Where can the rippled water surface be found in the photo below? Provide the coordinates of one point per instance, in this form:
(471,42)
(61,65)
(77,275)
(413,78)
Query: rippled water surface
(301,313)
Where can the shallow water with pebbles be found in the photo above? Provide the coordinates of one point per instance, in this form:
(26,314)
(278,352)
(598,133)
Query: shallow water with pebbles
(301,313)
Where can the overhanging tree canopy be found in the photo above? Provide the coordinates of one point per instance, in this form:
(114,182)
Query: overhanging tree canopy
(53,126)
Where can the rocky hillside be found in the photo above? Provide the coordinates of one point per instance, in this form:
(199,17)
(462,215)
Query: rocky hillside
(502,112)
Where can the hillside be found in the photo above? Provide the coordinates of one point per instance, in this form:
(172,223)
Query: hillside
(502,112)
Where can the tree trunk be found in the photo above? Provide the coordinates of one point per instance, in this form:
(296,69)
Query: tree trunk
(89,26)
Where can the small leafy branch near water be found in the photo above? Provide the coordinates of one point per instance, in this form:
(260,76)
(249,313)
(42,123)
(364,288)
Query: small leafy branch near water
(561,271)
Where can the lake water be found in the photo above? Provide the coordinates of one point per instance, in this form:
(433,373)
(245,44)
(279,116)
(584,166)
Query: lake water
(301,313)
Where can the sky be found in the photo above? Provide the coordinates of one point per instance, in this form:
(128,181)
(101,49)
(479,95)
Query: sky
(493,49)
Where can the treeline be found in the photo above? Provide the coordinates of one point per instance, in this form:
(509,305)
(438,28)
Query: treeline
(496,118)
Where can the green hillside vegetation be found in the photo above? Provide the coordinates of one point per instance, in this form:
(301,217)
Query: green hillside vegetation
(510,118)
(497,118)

---

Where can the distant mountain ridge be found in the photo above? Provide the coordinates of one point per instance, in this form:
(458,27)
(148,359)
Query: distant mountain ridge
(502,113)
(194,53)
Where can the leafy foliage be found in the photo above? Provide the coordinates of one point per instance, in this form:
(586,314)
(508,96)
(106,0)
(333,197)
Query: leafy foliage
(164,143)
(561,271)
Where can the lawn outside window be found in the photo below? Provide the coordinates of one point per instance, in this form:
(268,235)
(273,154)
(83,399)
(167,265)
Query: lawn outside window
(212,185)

EXERCISE DIRECTIONS:
Count the lines in the data above that contain the string "treeline". Reply with the number alone.

EXPECTED OUTPUT:
2